> [Text block]
--------------------------------

George Bush today praised Iraq's prime minister, Nuri al-Maliki, as a "strong leader" and said the US would be in Iraq "so long as the government wants us there".

But the pressure on Mr Bush to whittle down America's military presence in Iraq looks set to increase a notch. Next week, the Iraq Study Group led by the former secretary of state James Baker and the former Democratic congressman Lee Hamilton is to recommend a gradual withdrawal of US combat troops, reports say.

According to the New York Times, the 10-member bipartisan panel has reached a consensus, after eight months of discussions, that the US should wind down its military commitment and make clear the US troop presence is not open-ended. The US currently has around 140,000 troops in Iraq.

Crucially, the panel avoided a specific timetable for withdrawal - something the Democrats on the panel wanted but the president strongly opposes.

However, the report, to be delivered next Wednesday, is to recommend that a military withdrawal start relatively soon, next year being the implicit message.

A source close to the panel told the Times that Mr Maliki needed to believe Mr Bush was under pressure to pull back troops in the near future or there would be "zero sense of urgency to reach the political settlement that needs to be reached" in Iraq.

Mr Bush is under no obligation to accept the recommendations of the Baker group, a congressional initiative, and a Pentagon review contains an option for one last big push with a temporary increase of at least 20,000 troops before a drastic scaling down. But with Iraq in civil war, or something very much like it, public support for the American effort is ebbing fast, a point brought forcefully home by the poor Republican showing in this month's midterm elections.

Leaks of the Baker group's recommendations almost overshadowed the delayed talks between Mr Bush and Mr Maliki in Amman, Jordan. After two hours of discussions, the US president said the Iraqi government was part of the "civilised world" that was taking on terrorism.

--------------------------------

> [Given entries]
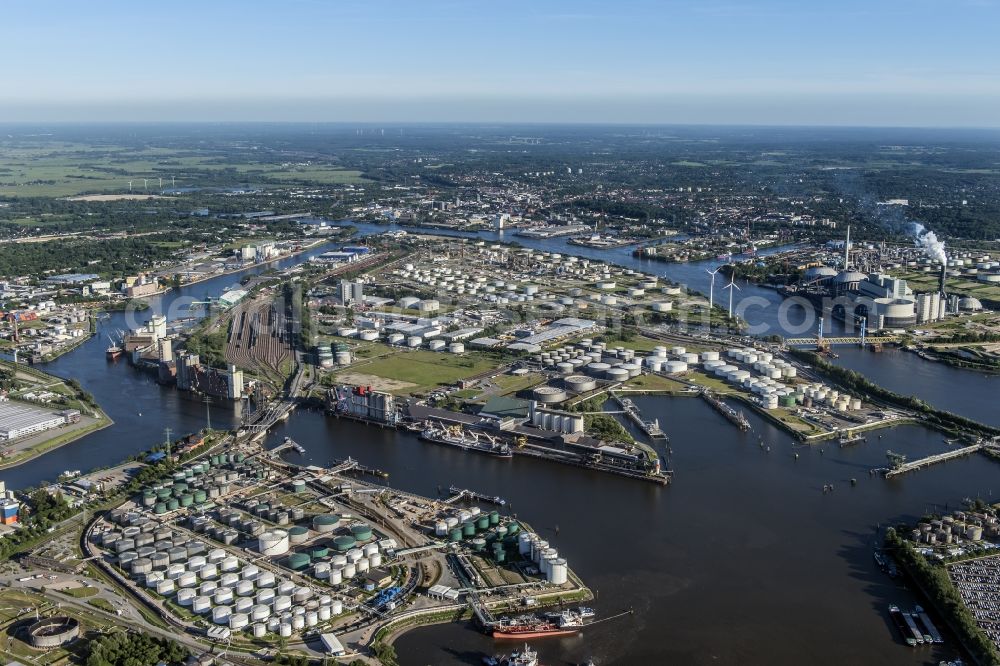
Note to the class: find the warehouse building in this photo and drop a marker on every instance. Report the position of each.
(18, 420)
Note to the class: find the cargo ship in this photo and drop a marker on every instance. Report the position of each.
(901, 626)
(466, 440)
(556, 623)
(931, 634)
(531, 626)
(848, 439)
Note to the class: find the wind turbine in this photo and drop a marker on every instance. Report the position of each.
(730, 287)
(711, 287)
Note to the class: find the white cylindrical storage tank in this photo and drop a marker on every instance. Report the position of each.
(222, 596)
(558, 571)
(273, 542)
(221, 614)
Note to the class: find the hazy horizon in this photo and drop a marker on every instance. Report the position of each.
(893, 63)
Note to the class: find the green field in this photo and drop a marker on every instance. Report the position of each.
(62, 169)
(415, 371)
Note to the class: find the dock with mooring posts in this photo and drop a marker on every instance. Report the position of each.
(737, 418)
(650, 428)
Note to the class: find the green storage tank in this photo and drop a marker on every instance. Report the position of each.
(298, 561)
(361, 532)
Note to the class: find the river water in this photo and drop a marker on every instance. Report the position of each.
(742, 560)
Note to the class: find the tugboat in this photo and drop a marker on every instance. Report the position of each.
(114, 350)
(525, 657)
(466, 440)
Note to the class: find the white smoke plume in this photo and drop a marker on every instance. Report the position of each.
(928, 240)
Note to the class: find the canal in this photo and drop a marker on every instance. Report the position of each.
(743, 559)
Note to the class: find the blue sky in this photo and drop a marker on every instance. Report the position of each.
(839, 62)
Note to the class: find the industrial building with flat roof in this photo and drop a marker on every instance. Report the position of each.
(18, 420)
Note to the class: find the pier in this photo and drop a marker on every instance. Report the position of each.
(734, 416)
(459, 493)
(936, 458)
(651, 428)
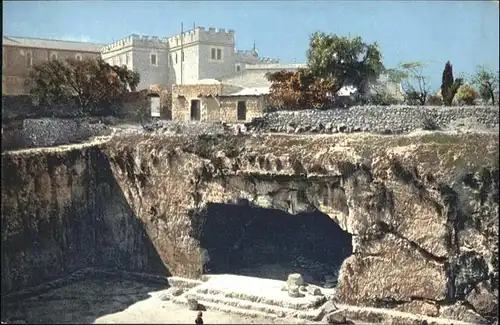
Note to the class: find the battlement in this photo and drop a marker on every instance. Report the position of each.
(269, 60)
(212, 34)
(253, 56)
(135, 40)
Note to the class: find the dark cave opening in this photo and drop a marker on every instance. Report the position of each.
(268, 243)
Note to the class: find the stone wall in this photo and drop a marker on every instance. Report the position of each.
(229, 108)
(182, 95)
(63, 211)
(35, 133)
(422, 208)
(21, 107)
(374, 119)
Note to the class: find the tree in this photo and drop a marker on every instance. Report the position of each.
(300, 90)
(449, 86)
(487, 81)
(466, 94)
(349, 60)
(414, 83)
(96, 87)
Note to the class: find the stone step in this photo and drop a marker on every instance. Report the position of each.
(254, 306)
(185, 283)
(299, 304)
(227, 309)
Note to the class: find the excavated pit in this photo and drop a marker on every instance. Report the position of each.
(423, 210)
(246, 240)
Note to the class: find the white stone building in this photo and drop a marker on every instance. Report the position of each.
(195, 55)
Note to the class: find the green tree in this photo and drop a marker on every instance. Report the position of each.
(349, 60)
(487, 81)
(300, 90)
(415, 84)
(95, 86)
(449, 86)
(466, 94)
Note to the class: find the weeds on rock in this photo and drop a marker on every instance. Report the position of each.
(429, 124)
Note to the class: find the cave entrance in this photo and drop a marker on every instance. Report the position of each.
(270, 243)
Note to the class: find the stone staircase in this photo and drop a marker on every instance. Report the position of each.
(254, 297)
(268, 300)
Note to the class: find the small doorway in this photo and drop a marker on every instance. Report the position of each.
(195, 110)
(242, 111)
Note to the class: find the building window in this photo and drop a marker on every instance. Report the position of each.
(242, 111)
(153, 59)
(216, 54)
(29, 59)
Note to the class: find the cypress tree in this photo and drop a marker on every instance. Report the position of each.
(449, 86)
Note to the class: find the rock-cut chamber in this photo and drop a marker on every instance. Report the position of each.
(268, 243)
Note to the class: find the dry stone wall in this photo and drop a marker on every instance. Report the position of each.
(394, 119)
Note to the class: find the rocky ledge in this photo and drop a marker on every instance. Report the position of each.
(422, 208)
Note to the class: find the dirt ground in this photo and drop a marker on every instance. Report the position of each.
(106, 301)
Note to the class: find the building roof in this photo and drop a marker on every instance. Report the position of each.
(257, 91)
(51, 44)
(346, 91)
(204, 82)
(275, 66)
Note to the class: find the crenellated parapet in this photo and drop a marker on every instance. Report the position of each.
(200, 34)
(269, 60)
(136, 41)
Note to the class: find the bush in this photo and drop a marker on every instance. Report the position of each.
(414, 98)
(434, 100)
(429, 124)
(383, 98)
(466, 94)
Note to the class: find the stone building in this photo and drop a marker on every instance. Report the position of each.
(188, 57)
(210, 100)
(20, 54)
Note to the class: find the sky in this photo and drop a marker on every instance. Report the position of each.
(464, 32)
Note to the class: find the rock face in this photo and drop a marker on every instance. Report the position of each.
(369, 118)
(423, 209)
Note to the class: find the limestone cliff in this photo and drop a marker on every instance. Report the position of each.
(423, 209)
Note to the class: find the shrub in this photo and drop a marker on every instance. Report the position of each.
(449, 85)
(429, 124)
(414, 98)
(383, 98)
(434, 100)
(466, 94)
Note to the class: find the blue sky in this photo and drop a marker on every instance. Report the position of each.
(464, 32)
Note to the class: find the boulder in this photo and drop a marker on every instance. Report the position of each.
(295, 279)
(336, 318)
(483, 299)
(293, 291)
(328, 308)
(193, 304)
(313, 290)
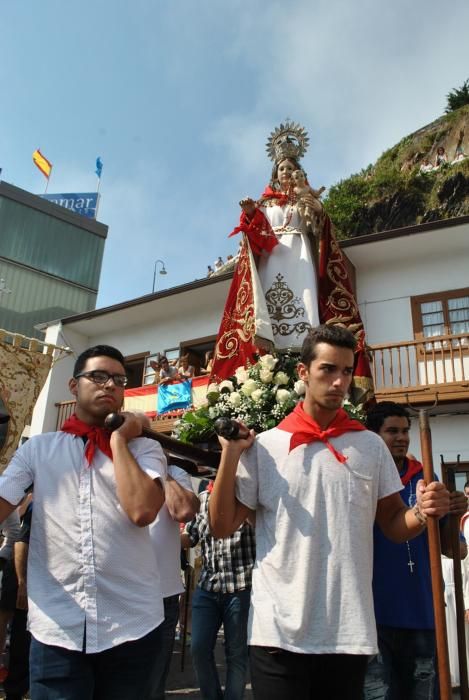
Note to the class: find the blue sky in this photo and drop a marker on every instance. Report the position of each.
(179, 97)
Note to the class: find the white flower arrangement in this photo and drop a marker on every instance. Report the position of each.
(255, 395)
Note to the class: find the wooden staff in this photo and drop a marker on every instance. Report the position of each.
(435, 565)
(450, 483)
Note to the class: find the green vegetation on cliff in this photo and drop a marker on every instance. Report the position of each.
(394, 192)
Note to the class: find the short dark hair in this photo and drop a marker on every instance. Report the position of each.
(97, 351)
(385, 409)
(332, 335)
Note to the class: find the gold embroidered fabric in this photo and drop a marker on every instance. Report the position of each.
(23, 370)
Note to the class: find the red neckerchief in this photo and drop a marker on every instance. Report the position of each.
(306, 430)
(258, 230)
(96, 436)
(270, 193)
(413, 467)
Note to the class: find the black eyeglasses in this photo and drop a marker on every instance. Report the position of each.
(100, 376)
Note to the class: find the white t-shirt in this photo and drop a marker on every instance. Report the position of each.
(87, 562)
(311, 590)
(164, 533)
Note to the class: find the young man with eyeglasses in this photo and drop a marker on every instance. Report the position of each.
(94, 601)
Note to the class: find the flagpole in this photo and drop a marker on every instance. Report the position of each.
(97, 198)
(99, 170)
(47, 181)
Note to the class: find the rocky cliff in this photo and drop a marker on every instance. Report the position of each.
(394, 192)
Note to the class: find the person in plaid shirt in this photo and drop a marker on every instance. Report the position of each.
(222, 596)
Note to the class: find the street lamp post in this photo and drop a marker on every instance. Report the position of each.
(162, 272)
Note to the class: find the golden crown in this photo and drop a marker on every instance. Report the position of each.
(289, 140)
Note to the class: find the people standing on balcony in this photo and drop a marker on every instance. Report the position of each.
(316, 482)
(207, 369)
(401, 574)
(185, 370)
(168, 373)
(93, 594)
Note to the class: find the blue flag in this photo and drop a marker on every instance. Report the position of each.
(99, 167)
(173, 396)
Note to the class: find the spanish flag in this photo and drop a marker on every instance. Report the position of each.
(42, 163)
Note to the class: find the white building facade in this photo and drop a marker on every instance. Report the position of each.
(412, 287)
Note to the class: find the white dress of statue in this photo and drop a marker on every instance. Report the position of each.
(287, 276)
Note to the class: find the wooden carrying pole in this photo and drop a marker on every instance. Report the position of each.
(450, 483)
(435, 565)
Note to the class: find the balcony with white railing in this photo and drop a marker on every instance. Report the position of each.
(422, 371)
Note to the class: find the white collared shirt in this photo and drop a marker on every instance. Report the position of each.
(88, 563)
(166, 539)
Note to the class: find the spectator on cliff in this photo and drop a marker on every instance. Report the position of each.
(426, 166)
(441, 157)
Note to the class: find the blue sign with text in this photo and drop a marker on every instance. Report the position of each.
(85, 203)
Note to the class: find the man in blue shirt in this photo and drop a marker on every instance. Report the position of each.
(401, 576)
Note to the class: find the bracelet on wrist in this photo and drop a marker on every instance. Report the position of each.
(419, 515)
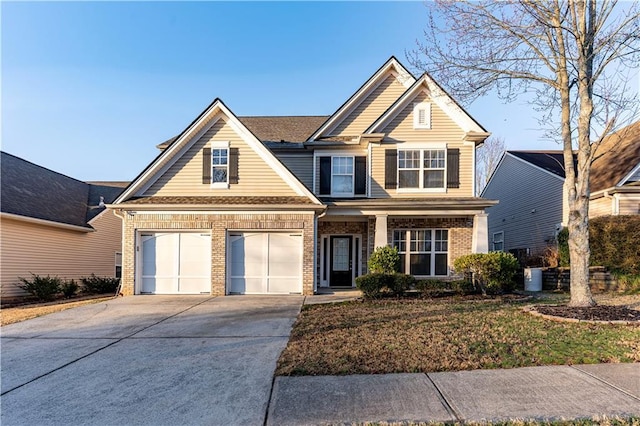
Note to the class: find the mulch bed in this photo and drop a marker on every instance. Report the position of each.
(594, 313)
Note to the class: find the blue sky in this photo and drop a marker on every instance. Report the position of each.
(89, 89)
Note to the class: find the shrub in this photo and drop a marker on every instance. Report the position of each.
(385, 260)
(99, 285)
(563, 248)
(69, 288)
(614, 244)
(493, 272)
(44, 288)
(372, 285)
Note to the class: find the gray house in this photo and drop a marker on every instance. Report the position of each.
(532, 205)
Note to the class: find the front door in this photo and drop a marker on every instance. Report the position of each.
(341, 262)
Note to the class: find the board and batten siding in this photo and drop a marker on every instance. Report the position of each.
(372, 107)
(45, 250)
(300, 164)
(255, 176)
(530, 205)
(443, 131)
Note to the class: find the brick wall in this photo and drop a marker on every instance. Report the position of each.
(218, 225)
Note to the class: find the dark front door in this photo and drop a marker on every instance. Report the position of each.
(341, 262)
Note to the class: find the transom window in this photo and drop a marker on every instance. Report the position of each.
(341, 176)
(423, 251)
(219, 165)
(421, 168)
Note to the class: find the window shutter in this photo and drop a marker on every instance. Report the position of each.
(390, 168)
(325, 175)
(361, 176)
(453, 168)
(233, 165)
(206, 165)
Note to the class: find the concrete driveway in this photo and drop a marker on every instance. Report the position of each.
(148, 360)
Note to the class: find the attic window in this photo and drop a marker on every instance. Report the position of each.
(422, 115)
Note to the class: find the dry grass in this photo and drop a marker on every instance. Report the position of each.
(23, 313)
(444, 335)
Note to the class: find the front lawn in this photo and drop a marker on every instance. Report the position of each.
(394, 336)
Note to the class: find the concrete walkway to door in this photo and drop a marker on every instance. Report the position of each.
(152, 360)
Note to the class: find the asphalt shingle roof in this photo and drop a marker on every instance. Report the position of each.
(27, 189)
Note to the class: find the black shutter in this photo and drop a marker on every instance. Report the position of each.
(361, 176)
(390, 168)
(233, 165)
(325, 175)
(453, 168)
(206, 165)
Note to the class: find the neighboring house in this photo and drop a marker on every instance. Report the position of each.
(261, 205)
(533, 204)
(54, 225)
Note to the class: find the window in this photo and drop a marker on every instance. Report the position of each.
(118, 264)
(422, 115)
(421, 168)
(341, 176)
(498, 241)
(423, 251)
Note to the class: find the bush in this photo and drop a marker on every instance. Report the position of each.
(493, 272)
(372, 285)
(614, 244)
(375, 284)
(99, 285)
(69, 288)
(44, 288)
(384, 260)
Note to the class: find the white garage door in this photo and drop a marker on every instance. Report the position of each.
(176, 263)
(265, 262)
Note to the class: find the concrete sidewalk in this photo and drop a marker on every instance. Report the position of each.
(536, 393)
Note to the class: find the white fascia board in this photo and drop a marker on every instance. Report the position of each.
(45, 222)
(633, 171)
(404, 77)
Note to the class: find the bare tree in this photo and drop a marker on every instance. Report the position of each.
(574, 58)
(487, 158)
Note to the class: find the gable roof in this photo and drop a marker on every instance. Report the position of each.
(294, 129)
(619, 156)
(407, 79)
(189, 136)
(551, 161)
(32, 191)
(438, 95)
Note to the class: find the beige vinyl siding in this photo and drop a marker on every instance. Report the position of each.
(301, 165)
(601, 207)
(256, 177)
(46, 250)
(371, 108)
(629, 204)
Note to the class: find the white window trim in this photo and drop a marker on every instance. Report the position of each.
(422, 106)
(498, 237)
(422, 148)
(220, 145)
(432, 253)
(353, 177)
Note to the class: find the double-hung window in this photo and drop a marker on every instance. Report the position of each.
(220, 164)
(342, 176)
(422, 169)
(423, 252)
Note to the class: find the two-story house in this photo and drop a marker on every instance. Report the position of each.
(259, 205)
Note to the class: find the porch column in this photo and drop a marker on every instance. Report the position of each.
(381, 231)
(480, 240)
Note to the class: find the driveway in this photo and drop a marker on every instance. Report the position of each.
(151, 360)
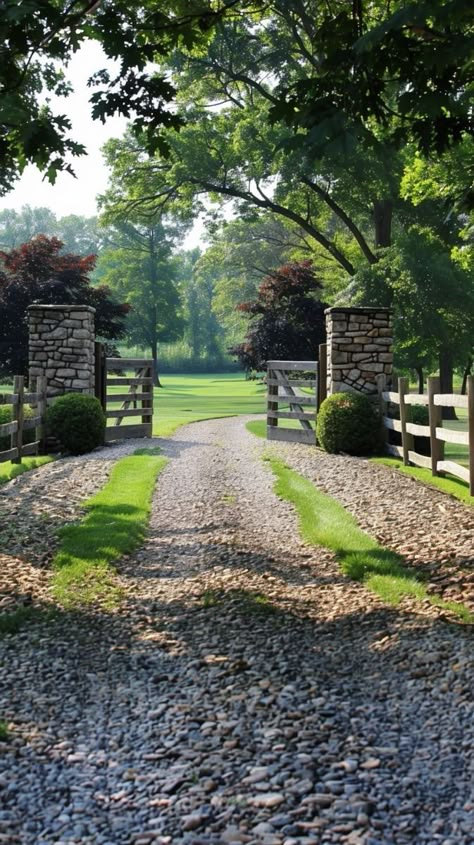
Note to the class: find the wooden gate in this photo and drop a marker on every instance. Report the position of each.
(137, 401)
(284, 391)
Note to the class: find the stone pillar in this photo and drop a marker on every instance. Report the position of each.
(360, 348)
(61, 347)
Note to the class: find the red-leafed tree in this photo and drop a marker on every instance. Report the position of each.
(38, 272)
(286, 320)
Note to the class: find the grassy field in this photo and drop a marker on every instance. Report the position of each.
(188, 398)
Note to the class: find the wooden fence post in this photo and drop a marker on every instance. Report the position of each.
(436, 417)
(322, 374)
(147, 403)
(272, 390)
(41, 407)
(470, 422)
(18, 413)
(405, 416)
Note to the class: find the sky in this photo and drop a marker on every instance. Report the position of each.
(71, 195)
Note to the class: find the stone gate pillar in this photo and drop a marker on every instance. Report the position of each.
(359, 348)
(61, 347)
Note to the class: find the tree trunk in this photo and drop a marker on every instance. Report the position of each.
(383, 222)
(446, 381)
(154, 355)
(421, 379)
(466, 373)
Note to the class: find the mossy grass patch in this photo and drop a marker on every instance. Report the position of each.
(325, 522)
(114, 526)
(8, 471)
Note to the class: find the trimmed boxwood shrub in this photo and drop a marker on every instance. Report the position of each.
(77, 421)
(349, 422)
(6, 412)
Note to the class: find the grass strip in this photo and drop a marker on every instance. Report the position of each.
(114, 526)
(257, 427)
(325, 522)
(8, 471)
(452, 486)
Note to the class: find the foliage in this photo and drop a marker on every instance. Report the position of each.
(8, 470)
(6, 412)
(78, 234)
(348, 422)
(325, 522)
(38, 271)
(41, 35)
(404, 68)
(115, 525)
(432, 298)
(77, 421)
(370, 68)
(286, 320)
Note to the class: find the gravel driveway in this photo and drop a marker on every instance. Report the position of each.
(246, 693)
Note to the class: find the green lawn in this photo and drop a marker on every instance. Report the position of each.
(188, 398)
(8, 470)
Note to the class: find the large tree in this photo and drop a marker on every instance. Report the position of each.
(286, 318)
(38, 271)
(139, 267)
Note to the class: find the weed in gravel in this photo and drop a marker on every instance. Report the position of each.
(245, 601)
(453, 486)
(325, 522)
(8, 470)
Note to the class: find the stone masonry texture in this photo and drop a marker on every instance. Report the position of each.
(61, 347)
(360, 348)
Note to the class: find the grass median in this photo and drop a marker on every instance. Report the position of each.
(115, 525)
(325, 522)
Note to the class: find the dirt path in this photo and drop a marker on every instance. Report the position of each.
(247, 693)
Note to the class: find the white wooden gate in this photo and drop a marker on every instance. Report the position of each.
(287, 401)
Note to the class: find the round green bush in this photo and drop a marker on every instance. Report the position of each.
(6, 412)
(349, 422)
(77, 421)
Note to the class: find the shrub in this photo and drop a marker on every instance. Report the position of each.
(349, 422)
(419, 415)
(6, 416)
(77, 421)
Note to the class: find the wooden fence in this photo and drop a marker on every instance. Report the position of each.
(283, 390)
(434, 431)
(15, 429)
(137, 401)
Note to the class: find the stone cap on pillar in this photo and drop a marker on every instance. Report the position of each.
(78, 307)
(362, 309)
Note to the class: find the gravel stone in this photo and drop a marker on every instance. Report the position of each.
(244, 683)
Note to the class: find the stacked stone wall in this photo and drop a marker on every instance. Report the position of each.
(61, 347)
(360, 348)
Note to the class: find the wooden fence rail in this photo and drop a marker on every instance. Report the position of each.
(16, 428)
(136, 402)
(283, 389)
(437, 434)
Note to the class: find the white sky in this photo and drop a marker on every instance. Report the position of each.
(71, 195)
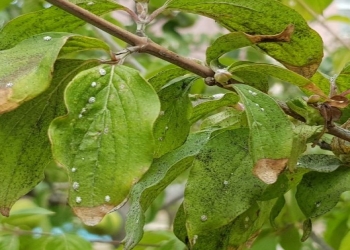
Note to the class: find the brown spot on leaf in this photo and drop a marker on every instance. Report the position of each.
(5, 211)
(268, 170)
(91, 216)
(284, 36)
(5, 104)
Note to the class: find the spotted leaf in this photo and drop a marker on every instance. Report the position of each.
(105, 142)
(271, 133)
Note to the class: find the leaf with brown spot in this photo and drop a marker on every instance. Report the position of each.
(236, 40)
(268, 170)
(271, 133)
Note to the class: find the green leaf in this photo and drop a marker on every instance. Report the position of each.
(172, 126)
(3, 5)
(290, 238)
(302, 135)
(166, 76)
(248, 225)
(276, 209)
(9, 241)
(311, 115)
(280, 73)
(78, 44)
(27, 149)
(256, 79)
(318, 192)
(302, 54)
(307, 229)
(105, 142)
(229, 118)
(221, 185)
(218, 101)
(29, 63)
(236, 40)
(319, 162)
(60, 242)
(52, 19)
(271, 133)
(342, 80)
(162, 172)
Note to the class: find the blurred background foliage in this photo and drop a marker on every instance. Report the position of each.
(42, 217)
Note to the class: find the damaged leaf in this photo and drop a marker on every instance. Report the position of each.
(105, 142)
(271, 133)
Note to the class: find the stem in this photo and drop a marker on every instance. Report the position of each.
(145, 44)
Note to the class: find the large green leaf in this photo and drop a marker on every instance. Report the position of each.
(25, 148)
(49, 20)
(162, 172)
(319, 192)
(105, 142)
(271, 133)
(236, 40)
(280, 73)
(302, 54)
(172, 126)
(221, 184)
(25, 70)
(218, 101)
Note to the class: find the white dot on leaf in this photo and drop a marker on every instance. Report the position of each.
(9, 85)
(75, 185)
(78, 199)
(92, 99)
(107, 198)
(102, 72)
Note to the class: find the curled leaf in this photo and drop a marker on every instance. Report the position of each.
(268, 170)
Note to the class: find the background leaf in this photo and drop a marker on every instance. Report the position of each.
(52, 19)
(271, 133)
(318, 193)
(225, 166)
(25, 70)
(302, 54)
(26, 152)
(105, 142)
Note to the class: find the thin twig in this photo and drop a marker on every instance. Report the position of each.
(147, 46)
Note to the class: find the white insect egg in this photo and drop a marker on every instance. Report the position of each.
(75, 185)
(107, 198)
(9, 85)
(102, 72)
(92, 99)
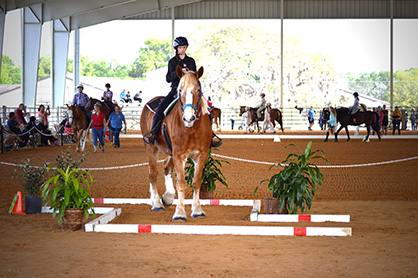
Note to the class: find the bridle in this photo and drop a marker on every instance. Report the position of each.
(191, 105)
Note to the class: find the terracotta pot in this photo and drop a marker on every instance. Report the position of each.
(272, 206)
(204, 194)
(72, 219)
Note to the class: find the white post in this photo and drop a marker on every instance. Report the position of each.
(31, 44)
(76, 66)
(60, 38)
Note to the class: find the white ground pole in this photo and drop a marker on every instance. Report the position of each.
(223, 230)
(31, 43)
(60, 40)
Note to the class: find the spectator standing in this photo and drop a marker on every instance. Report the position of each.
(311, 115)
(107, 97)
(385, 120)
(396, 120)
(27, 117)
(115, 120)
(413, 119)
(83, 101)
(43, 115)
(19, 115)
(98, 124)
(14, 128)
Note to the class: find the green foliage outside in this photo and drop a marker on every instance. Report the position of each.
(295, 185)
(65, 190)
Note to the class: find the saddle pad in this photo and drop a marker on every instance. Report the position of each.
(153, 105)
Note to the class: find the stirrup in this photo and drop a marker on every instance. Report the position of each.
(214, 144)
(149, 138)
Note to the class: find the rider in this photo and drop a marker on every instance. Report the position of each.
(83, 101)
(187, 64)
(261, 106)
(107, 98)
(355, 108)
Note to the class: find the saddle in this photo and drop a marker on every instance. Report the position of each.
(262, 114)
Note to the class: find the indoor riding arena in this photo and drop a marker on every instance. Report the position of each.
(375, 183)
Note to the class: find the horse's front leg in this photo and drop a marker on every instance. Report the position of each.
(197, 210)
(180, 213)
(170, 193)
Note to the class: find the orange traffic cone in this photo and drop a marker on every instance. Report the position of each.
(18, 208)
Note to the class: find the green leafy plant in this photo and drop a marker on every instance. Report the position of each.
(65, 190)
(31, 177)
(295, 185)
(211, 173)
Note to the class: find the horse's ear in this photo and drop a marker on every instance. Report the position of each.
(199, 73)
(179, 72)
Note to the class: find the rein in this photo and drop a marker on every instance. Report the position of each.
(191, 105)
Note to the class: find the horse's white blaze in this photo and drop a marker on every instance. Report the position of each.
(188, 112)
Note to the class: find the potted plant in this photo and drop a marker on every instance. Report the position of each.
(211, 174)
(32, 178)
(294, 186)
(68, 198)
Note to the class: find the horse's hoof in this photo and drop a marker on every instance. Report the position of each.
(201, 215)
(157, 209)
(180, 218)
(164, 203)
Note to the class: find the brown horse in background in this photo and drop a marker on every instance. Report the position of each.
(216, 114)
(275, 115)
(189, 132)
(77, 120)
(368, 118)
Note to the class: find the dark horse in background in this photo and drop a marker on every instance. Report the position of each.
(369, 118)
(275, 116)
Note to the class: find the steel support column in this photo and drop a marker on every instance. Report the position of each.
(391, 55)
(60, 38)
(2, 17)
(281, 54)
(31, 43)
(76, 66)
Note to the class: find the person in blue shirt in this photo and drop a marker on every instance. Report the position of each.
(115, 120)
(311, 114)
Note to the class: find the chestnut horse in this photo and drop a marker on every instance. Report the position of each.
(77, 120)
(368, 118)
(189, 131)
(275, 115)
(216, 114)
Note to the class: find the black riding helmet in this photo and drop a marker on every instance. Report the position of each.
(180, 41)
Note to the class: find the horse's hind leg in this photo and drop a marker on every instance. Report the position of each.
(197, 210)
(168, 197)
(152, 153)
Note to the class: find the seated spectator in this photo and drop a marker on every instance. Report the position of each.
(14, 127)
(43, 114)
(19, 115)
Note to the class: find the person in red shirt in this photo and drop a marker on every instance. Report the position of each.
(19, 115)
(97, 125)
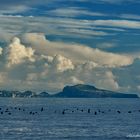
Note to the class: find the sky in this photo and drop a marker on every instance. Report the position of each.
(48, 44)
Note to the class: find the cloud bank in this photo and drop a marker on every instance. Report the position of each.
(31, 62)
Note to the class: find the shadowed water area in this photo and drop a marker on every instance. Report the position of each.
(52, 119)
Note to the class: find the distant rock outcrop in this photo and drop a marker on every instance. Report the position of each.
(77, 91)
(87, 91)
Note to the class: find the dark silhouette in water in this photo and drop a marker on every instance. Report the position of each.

--------------------------------

> [Requirement A]
According to the Iraq article, about how many troops does the US currently have in Iraq?
> [Requirement B]
Please set down the passage from the Iraq article word for word, starting with "According to the" and going on through "troops in Iraq.".

> [Task solution A]
Around 140,000.

> [Task solution B]
According to the New York Times, the 10-member bipartisan panel has reached a consensus, after eight months of discussions, that the US should wind down its military commitment and make clear the US troop presence is not open-ended. The US currently has around 140,000 troops in Iraq.